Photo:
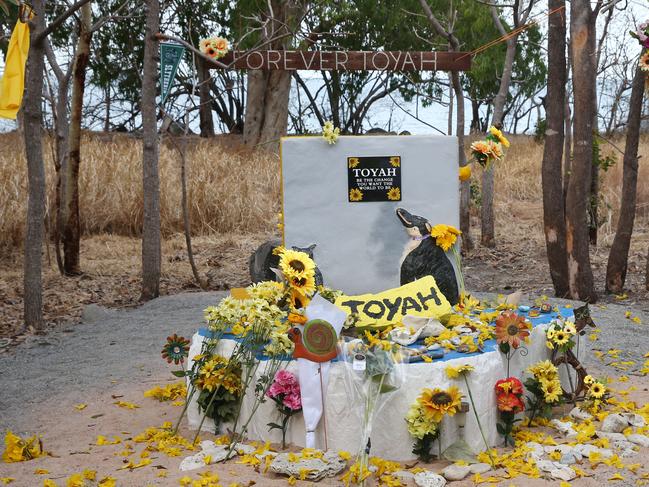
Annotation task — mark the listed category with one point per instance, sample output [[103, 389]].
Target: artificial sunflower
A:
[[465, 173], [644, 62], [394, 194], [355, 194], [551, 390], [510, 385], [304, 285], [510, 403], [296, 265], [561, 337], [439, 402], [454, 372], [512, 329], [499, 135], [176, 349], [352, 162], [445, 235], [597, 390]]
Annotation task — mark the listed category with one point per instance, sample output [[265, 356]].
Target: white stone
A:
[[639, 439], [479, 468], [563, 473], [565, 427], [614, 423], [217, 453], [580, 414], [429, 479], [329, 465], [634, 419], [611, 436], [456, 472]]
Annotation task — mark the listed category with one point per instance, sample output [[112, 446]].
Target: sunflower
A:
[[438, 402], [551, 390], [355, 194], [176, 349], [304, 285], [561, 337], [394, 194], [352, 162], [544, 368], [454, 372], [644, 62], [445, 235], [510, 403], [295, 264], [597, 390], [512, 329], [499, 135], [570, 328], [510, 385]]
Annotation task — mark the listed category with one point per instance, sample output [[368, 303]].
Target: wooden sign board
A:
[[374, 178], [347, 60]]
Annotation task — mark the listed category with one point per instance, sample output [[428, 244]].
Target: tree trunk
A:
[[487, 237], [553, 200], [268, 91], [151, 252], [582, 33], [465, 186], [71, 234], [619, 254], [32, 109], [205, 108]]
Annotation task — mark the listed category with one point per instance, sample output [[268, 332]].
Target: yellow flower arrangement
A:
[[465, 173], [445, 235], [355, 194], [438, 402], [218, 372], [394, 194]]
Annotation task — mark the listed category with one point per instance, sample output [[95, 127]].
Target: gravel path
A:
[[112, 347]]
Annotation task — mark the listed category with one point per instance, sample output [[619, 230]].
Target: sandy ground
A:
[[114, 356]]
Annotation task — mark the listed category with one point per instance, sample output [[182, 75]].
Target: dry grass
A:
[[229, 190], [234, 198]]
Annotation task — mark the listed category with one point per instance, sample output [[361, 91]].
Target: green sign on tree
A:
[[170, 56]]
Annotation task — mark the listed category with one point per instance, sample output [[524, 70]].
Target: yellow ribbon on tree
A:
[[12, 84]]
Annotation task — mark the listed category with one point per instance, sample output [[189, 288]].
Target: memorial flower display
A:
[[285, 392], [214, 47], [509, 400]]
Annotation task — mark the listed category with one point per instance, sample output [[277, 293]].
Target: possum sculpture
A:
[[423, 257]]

┄┄┄┄┄┄┄┄┄┄

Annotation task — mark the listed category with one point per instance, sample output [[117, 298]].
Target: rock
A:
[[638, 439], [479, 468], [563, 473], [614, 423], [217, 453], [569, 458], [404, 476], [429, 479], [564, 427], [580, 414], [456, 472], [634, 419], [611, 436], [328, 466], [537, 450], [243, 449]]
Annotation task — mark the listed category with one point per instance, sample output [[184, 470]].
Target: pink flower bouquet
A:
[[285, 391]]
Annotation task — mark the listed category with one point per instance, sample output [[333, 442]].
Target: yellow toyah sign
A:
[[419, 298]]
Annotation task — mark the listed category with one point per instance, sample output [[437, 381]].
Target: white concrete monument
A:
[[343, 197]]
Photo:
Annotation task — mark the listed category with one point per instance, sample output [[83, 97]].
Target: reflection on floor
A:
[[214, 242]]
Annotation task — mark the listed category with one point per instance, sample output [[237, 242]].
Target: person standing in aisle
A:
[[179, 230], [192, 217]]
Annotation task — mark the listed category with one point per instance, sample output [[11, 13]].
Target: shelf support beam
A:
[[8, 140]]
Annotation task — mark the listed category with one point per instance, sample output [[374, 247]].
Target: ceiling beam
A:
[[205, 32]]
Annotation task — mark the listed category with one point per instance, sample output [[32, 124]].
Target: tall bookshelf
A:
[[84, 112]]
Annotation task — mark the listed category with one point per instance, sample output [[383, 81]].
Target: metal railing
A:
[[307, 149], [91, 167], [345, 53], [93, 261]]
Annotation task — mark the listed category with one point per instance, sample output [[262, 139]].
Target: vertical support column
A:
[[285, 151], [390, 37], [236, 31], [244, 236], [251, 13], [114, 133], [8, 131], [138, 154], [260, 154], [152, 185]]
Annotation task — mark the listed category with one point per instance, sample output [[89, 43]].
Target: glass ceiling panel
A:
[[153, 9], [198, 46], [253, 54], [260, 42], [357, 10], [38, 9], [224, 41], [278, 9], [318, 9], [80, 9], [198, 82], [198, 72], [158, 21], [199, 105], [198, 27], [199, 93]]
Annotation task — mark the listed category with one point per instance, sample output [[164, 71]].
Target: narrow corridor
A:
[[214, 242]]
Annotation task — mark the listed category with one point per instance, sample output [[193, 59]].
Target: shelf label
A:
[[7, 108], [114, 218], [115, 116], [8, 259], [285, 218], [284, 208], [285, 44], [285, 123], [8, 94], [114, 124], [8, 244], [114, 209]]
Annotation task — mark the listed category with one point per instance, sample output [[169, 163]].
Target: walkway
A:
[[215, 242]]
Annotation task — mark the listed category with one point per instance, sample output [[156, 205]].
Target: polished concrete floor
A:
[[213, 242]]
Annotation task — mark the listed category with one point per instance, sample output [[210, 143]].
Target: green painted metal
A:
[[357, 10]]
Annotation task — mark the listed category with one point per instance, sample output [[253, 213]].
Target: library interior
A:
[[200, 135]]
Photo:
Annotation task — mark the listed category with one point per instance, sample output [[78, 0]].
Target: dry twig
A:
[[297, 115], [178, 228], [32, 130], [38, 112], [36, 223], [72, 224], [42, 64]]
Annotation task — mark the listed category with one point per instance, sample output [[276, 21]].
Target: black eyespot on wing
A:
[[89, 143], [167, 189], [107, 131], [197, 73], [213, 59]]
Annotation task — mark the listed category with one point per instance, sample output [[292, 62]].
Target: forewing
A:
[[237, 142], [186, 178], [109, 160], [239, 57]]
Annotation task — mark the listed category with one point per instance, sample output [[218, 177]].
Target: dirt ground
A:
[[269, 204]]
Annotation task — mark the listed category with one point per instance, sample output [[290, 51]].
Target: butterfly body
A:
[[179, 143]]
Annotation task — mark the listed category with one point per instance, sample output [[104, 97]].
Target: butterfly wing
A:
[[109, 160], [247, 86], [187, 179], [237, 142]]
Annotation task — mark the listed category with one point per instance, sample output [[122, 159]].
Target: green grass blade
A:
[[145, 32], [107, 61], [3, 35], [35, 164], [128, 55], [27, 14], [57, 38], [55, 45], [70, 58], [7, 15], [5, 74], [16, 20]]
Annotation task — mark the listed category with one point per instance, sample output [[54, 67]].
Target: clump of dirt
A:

┄┄┄┄┄┄┄┄┄┄

◆ EXERCISE
Reading down the material above, count how many lines contain the word "sunflower". Respond with the number by itself.

◆ ANSWER SECTION
2